[Start]

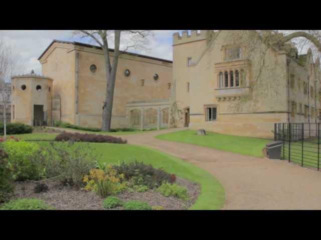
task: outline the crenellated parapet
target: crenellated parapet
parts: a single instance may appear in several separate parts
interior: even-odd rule
[[[175,32],[173,34],[173,44],[177,45],[206,40],[210,30],[201,30],[200,32],[198,32],[197,30],[192,30],[190,35],[189,35],[187,30],[185,30],[182,32],[182,36],[180,35],[179,32]]]

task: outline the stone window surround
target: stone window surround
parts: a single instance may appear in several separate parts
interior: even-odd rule
[[[226,89],[226,88],[242,88],[248,87],[249,86],[249,82],[251,78],[251,62],[250,60],[230,60],[228,62],[218,62],[214,64],[215,69],[217,76],[217,88],[216,90],[220,89]],[[245,74],[245,80],[242,82],[242,74],[243,72]],[[234,86],[231,86],[231,74],[230,72],[231,71],[233,72],[233,75],[235,76],[236,70],[239,72],[239,84],[238,86],[236,86],[236,78],[234,78]],[[227,72],[228,74],[228,88],[220,88],[220,73],[223,73],[223,82],[225,82],[225,72]],[[225,84],[225,82],[223,82]]]
[[[238,72],[238,86],[237,86],[237,81],[236,81],[236,72]],[[228,86],[225,86],[225,81],[226,81],[226,76],[225,74],[227,72],[228,74]],[[243,74],[242,72],[244,72]],[[231,73],[233,74],[233,86],[232,86],[232,76]],[[245,80],[243,78],[242,74],[244,74],[245,76]],[[246,78],[246,71],[244,70],[243,68],[232,68],[230,70],[226,70],[220,71],[218,74],[217,74],[218,79],[217,79],[217,89],[226,89],[226,88],[241,88],[241,82],[245,81],[247,82],[247,78]],[[221,76],[222,76],[223,80],[221,79]],[[222,80],[221,81],[221,80]],[[221,83],[222,83],[222,85],[224,86],[221,87]]]
[[[193,62],[192,60],[192,58],[191,56],[188,56],[187,58],[187,66],[193,66]]]

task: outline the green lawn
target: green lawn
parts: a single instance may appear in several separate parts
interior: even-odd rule
[[[186,130],[158,135],[158,139],[194,144],[203,146],[231,152],[243,155],[263,157],[263,149],[271,140],[233,136],[214,132],[207,132],[204,136],[198,136],[197,131]]]
[[[49,144],[48,142],[37,142],[42,146]],[[100,156],[98,158],[100,162],[118,164],[122,160],[129,162],[137,160],[151,164],[155,168],[163,168],[168,172],[200,184],[201,194],[191,210],[219,210],[224,206],[225,192],[223,186],[212,175],[191,164],[156,150],[134,145],[98,143],[89,144]]]
[[[25,141],[53,141],[58,134],[49,134],[46,132],[16,134],[9,135],[7,138],[13,136],[15,138],[24,140]]]
[[[285,142],[282,146],[281,156],[282,159],[297,164],[304,168],[317,168],[321,166],[321,154],[318,158],[318,146],[316,141],[305,140],[303,142],[303,155],[302,142],[296,141],[290,144],[290,151],[289,155],[289,143]],[[321,152],[321,148],[320,149]],[[303,158],[302,158],[303,156]],[[319,160],[318,160],[318,158]]]

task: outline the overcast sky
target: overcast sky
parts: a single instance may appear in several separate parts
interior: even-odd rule
[[[147,46],[150,50],[136,53],[173,60],[172,36],[178,32],[181,32],[182,30],[155,30],[155,36]],[[29,73],[33,69],[36,74],[42,74],[41,64],[37,60],[53,40],[94,43],[89,39],[73,36],[72,32],[68,30],[1,30],[0,38],[3,37],[12,46],[23,64],[25,69],[17,74]]]

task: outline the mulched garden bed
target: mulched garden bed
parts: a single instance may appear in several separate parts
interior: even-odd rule
[[[33,181],[16,182],[16,198],[35,198],[44,200],[47,204],[57,210],[104,210],[102,206],[103,198],[95,192],[79,190],[70,186],[62,185],[58,182],[47,181],[49,190],[36,194],[34,189],[36,182]],[[145,192],[125,192],[118,194],[122,200],[138,200],[148,203],[152,206],[162,206],[165,210],[188,209],[194,204],[201,192],[199,184],[177,178],[176,184],[186,187],[189,199],[187,201],[173,196],[166,197],[152,190]],[[114,208],[121,210],[122,208]]]
[[[47,133],[47,134],[60,134],[63,131],[57,129],[46,128],[45,126],[35,126],[32,131],[33,133]]]

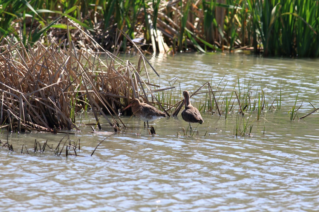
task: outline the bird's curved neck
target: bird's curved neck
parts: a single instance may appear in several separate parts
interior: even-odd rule
[[[189,100],[189,97],[187,96],[185,97],[185,107],[187,107],[190,105],[191,105],[191,104],[190,101]]]

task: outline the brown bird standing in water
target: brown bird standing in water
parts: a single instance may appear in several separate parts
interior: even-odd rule
[[[155,119],[161,117],[166,117],[166,114],[147,104],[141,102],[136,98],[132,100],[131,104],[123,109],[126,110],[130,107],[132,106],[132,112],[133,113],[140,119],[144,121],[144,126],[145,127],[145,122],[147,122],[147,128],[148,128],[148,121],[153,121]]]
[[[183,119],[189,124],[190,131],[192,131],[191,123],[199,123],[204,122],[199,111],[196,107],[193,107],[190,104],[189,100],[189,93],[187,91],[183,92],[183,95],[185,98],[185,109],[182,112]]]

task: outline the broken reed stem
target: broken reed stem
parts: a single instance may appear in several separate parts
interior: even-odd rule
[[[96,149],[99,146],[100,146],[100,144],[102,143],[102,142],[103,142],[105,140],[106,140],[111,135],[113,135],[113,134],[114,134],[114,133],[113,133],[113,134],[111,134],[111,135],[109,135],[107,137],[105,138],[104,139],[103,139],[103,140],[102,140],[102,141],[101,141],[100,142],[100,143],[99,143],[99,144],[98,144],[98,145],[97,146],[96,146],[96,147],[95,147],[95,148],[94,149],[94,150],[93,150],[93,152],[92,152],[92,154],[91,154],[91,156],[92,157],[92,156],[93,155],[93,154],[94,154],[94,152],[95,151],[95,150],[96,150]]]

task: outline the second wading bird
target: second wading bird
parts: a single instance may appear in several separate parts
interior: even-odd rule
[[[141,102],[136,98],[132,100],[131,104],[123,109],[126,110],[132,106],[132,112],[133,113],[140,119],[144,121],[144,126],[145,122],[147,123],[148,128],[148,121],[153,121],[162,117],[166,117],[166,114],[155,108],[153,106],[145,103]]]
[[[199,123],[204,122],[200,115],[199,111],[196,107],[193,106],[189,100],[189,93],[187,91],[183,92],[183,95],[185,98],[185,109],[182,112],[182,117],[183,119],[189,124],[190,131],[192,131],[191,123]]]

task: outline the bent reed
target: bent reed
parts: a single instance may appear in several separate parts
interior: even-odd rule
[[[146,99],[151,87],[159,87],[150,83],[148,62],[142,55],[133,65],[117,58],[118,52],[79,49],[73,41],[49,36],[46,45],[39,41],[32,48],[4,38],[0,52],[0,129],[70,130],[77,128],[77,112],[90,108],[100,129],[100,114],[111,126],[125,127],[119,110],[131,97],[142,93]]]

[End]

TO DO: Please take the stretch of the data from the line that contains "task: outline the second wading bird" through the end and change "bent reed" to "broken reed" there. Write those lines again with nothing else altered.

FULL ANSWER:
task: outline the second wading bird
target: second wading bird
parts: a single instance may appear in several separate parts
interior: even-odd rule
[[[141,102],[136,98],[132,100],[131,104],[123,109],[126,110],[132,106],[132,112],[133,113],[140,119],[144,121],[144,126],[145,122],[147,123],[148,128],[148,121],[153,121],[162,117],[166,117],[166,114],[155,108],[153,106],[145,103]]]
[[[199,123],[204,122],[200,115],[199,111],[196,107],[193,106],[189,100],[189,93],[187,91],[183,92],[183,95],[185,98],[185,109],[182,112],[182,117],[183,119],[189,124],[190,131],[192,131],[191,123]]]

task: outline the broken reed
target: broken reed
parts: a single instance may appear in several separate parts
interior: even-odd rule
[[[146,99],[151,87],[159,87],[150,83],[148,62],[142,55],[133,65],[117,58],[118,52],[79,49],[73,41],[49,36],[46,45],[39,41],[32,48],[4,38],[0,52],[0,129],[70,130],[77,128],[77,112],[90,108],[100,129],[100,114],[111,126],[125,127],[119,110],[131,97],[142,93]]]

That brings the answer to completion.